§ Exercise:
Please list, copied in full, every line in the items below that contains the word "balcony". Count a line only when the letters match in case.

§ Given data:
+ + +

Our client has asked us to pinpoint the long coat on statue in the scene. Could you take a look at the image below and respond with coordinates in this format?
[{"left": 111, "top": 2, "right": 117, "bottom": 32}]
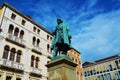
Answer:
[{"left": 51, "top": 23, "right": 71, "bottom": 50}]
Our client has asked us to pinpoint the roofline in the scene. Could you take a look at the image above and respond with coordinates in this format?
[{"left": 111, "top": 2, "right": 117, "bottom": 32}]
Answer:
[
  {"left": 71, "top": 47, "right": 81, "bottom": 54},
  {"left": 0, "top": 2, "right": 53, "bottom": 36},
  {"left": 82, "top": 54, "right": 120, "bottom": 68}
]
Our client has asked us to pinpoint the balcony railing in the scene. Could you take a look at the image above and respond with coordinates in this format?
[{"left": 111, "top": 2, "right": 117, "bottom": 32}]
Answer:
[
  {"left": 7, "top": 33, "right": 25, "bottom": 46},
  {"left": 0, "top": 59, "right": 24, "bottom": 70},
  {"left": 32, "top": 45, "right": 42, "bottom": 54},
  {"left": 30, "top": 67, "right": 42, "bottom": 75}
]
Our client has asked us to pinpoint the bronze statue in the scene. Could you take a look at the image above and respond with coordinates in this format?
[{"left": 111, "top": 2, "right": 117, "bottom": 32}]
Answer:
[{"left": 51, "top": 19, "right": 71, "bottom": 57}]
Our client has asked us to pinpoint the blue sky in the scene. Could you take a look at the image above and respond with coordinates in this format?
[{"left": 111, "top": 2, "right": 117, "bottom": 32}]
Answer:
[{"left": 0, "top": 0, "right": 120, "bottom": 62}]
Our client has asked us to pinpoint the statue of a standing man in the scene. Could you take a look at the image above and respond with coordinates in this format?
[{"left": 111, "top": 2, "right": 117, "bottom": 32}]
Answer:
[{"left": 51, "top": 19, "right": 71, "bottom": 57}]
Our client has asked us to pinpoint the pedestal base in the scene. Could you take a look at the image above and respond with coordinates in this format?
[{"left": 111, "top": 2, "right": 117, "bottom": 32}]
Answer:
[{"left": 46, "top": 57, "right": 77, "bottom": 80}]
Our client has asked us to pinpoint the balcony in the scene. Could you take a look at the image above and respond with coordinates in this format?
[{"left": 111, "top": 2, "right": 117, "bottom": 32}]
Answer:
[
  {"left": 6, "top": 33, "right": 25, "bottom": 47},
  {"left": 0, "top": 59, "right": 24, "bottom": 71},
  {"left": 30, "top": 67, "right": 42, "bottom": 77},
  {"left": 32, "top": 45, "right": 42, "bottom": 54}
]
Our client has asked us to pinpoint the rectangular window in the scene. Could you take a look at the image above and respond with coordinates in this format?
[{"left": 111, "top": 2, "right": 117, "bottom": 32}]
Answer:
[
  {"left": 21, "top": 20, "right": 26, "bottom": 26},
  {"left": 6, "top": 76, "right": 12, "bottom": 80},
  {"left": 11, "top": 13, "right": 16, "bottom": 20},
  {"left": 47, "top": 35, "right": 49, "bottom": 40},
  {"left": 33, "top": 27, "right": 36, "bottom": 32},
  {"left": 16, "top": 54, "right": 21, "bottom": 63},
  {"left": 16, "top": 78, "right": 21, "bottom": 80},
  {"left": 50, "top": 37, "right": 52, "bottom": 41},
  {"left": 37, "top": 29, "right": 40, "bottom": 34}
]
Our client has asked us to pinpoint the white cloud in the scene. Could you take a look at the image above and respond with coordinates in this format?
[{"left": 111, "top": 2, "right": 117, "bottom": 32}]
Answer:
[{"left": 72, "top": 10, "right": 120, "bottom": 61}]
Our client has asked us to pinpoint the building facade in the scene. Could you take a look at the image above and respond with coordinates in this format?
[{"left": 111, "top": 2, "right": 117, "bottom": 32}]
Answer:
[
  {"left": 0, "top": 3, "right": 52, "bottom": 80},
  {"left": 67, "top": 48, "right": 83, "bottom": 80},
  {"left": 83, "top": 54, "right": 120, "bottom": 80},
  {"left": 0, "top": 3, "right": 83, "bottom": 80}
]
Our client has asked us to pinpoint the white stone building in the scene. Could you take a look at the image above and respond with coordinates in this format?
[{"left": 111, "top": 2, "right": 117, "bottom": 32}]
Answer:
[{"left": 0, "top": 3, "right": 52, "bottom": 80}]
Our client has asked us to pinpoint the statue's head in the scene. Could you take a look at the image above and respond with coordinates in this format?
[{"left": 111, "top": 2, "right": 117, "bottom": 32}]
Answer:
[{"left": 57, "top": 18, "right": 63, "bottom": 24}]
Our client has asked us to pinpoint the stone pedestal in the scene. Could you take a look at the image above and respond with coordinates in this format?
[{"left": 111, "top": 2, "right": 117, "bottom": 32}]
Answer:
[{"left": 46, "top": 57, "right": 77, "bottom": 80}]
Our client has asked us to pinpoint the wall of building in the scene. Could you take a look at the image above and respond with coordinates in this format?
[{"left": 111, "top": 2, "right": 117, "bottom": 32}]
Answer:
[
  {"left": 0, "top": 3, "right": 52, "bottom": 80},
  {"left": 67, "top": 49, "right": 83, "bottom": 80},
  {"left": 83, "top": 56, "right": 120, "bottom": 80}
]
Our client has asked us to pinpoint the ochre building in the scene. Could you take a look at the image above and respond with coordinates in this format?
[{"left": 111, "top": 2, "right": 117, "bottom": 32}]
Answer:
[
  {"left": 83, "top": 54, "right": 120, "bottom": 80},
  {"left": 67, "top": 48, "right": 83, "bottom": 80}
]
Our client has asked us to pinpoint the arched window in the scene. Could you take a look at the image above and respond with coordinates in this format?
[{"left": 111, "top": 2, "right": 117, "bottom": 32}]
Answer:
[
  {"left": 14, "top": 28, "right": 19, "bottom": 37},
  {"left": 3, "top": 45, "right": 10, "bottom": 59},
  {"left": 20, "top": 30, "right": 24, "bottom": 39},
  {"left": 31, "top": 55, "right": 35, "bottom": 67},
  {"left": 37, "top": 39, "right": 40, "bottom": 47},
  {"left": 10, "top": 48, "right": 16, "bottom": 61},
  {"left": 16, "top": 50, "right": 22, "bottom": 63},
  {"left": 35, "top": 57, "right": 39, "bottom": 68},
  {"left": 47, "top": 44, "right": 50, "bottom": 52},
  {"left": 33, "top": 37, "right": 36, "bottom": 45},
  {"left": 8, "top": 24, "right": 14, "bottom": 34}
]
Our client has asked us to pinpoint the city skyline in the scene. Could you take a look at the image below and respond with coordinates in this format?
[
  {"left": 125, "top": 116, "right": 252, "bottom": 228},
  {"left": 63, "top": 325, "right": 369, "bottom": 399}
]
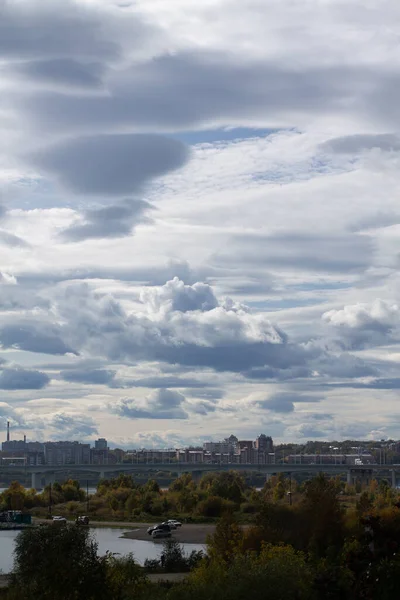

+ + +

§ Finished answer:
Our client has asked us to pinpoint the balcony railing in the scene. Could you take a look at the image above and respond with coordinates in this format?
Our client has asked us to pinpoint the balcony in the scene. Could you take a look at the image above and respond with coordinates in this format?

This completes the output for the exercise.